- **Task instructions**
Turn the data lines into a numbered list, starting at the line that contains "task: segment the <item>white t-shirt</item>" and running through the end of the data, with blank lines omitted.

** START Data for this task **

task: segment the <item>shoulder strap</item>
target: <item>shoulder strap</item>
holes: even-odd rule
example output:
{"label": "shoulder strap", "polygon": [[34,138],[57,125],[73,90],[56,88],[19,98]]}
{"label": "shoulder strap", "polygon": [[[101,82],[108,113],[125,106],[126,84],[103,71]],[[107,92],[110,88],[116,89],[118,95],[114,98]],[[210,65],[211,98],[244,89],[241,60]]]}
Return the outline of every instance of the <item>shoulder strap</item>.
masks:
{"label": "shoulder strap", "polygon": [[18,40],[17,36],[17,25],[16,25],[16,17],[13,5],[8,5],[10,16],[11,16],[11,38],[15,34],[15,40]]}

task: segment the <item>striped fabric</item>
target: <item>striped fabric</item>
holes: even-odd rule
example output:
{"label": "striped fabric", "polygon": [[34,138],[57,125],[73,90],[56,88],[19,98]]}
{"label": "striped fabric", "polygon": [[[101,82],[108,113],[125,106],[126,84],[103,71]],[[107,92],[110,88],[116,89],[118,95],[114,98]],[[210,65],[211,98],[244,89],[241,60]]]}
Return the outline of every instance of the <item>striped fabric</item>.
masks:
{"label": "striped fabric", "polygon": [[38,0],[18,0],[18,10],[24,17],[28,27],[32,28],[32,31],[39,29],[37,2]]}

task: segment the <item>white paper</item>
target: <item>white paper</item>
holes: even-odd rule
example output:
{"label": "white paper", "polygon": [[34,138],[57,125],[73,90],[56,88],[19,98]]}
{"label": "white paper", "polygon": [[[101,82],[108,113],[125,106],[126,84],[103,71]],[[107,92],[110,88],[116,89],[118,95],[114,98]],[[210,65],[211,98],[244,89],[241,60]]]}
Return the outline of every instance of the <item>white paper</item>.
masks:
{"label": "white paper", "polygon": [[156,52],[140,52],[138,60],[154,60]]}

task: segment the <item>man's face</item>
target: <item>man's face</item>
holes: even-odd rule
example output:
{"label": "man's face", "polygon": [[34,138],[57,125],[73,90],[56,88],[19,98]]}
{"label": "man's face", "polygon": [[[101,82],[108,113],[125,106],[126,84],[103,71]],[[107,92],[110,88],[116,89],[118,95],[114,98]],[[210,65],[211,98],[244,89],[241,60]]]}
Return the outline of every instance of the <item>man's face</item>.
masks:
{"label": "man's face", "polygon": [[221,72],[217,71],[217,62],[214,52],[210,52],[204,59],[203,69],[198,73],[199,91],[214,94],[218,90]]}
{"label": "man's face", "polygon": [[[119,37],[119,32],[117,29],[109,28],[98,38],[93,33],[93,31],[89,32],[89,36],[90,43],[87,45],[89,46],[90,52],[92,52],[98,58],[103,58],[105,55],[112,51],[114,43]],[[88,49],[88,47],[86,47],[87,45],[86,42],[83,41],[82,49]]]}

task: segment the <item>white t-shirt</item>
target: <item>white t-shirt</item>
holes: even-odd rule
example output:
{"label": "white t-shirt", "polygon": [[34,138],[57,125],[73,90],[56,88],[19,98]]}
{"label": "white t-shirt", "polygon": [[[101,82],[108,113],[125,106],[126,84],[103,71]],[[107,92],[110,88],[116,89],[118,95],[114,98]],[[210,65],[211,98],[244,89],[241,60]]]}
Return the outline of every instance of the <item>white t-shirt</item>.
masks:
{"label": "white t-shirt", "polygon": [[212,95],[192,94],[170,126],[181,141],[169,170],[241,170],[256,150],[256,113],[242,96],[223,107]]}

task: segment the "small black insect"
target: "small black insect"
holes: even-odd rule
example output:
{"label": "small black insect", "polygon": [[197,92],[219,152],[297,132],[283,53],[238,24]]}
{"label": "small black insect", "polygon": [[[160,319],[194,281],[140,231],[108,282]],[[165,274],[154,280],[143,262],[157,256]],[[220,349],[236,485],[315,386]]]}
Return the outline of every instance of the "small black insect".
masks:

** END Data for this task **

- **Response to this task**
1. task: segment the <item>white t-shirt</item>
2. target: <item>white t-shirt</item>
3. holes: even-odd rule
4. example output:
5. {"label": "white t-shirt", "polygon": [[34,138],[57,125],[73,90],[56,88],[19,98]]}
6. {"label": "white t-shirt", "polygon": [[[101,82],[108,113],[125,106],[126,84],[103,71]],[[107,92],[110,88],[116,89],[118,95],[114,98]],[[210,65],[211,98],[244,89],[241,60]]]}
7. Return the outline of every instance of the <item>white t-shirt</item>.
8. masks:
9. {"label": "white t-shirt", "polygon": [[212,95],[192,94],[170,126],[181,141],[169,170],[241,170],[256,150],[256,113],[242,96],[223,107]]}
10. task: segment the "small black insect"
11. target: "small black insect"
12. holes: even-odd rule
13. example output:
14. {"label": "small black insect", "polygon": [[197,92],[219,152],[297,132],[283,53],[238,24]]}
15. {"label": "small black insect", "polygon": [[[160,319],[194,281],[140,231],[108,282]],[[165,274],[154,280],[143,262],[157,256]],[[220,349],[236,485],[315,386]]]}
16. Return the outline of every instance of the "small black insect".
17. masks:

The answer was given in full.